Provided passage |
Start of Block

One more in the first month of my "new life." The prior-mentioned ranch hunt activity was continuing and I was really trying to start to believe (despite two years of disappointments and disillusionment already) although deep down I am sure I knew better. It was always those grandiose plans that actually had an ice cube's chance in Hades to reach reality.
June 20, 1962 Wed
Today was the last day of spring. The calendar is a few days behind time, I think. I got up at 6:30 and fed the monsters. The folks were already up. Dad left to go with Don Lee and I took off for the pasture at 7:30. I found Ritzi with a terrible gooey nose indicating distemper and nearly worried myself into a double stew. At least I got some mail today--letters from Shirley, Boots and Wayne. I was really hardly expecting him to write but he did. I guess I’m glad. I need some sort of beau. Saw the B driving up main this morning. Dad came back with no deal on Montezuma but preliminary papers on Buckhorn. I guess I’d really like to leave the Verde Valley. If I don’t go to college next year I’ll never hear the last of it here. This afternoon I rode over to Cottonwood to get some medicine for Ritzi. I talked to Mrs Schauffler on the phone this morning and to Dr Al this afternoon. I had just swatted Trixie across the ears for spooking at a motorcycle when Gordo (aka the B) came around the corner. Like he really stared. Guess he got a free show--my blouse was half unbuttoned in the struggle. Proves I was wearing something under it, no? We drove out to feed and gave Ritzi her first dose of penn-strep. She seems better and Dad said for me not to worry about her. I’ll probably get to go see Buckhorn and another ranch down there in a few days. Boy, I’m glad today is over. It has been a good few days but kinda rough on the nerves. I’m almost convinced we might do something eventually.

End of Block

Record extracts |
Start of Block

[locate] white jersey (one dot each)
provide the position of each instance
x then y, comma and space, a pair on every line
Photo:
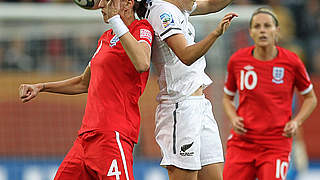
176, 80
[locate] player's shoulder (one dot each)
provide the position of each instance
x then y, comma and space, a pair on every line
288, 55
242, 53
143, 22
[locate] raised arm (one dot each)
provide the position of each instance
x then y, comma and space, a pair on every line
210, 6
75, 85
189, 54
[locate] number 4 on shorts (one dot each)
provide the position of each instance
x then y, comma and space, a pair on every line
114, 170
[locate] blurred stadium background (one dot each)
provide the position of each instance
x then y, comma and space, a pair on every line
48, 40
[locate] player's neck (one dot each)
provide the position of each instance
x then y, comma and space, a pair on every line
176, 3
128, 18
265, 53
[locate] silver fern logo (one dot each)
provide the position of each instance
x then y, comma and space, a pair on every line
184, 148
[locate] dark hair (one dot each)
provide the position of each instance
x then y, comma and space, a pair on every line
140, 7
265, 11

End of Block
Start of Block

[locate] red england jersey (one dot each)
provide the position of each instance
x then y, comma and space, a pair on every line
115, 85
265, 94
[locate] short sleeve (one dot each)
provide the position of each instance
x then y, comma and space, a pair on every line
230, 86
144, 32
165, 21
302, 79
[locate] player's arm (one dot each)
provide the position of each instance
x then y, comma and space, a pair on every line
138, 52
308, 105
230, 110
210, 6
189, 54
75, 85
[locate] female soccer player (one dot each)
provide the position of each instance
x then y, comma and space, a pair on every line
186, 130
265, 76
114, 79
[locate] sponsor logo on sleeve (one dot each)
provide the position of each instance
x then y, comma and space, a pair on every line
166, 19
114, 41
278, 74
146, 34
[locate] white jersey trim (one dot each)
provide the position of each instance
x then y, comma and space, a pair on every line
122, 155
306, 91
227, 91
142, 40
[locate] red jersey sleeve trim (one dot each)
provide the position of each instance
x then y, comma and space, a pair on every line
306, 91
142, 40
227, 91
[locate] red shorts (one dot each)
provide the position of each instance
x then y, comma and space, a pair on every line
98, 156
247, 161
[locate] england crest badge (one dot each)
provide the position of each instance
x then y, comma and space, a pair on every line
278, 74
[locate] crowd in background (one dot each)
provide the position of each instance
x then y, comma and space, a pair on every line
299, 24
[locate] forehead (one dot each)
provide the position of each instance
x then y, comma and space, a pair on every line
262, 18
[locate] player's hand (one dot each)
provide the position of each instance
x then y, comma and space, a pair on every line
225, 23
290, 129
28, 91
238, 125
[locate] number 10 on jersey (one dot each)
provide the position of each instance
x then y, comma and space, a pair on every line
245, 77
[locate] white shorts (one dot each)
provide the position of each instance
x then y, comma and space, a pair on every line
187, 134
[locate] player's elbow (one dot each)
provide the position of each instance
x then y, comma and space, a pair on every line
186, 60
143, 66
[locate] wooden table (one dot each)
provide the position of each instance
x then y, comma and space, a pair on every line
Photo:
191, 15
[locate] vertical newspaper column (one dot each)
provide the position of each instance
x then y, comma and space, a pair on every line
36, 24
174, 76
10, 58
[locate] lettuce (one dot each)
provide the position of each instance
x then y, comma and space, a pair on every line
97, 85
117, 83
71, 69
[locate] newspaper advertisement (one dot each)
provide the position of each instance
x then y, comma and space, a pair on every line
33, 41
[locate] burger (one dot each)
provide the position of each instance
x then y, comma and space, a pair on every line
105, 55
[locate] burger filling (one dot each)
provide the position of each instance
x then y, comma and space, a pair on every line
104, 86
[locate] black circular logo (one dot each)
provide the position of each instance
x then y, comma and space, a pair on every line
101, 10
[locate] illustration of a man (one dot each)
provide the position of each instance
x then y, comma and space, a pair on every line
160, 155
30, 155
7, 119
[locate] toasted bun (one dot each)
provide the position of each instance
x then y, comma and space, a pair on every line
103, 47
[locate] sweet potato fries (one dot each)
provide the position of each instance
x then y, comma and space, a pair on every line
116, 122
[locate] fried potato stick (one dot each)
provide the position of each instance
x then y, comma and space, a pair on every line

End of Block
Start of Block

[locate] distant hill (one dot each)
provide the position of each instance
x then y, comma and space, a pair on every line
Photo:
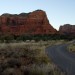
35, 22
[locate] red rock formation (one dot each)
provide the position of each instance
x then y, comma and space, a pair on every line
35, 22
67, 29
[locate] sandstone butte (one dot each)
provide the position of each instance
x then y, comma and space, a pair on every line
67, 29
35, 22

End of Block

Brief | Rewrite the diary passage between "One more in" and "to reach reality.", inclusive, with "grandiose" replaced by "ambitious".

Reply |
One more in the first month of my "new life." The prior-mentioned ranch hunt activity was continuing and I was really trying to start to believe (despite two years of disappointments and disillusionment already) although deep down I am sure I knew better. It was always those ambitious plans that actually had an ice cube's chance in Hades to reach reality.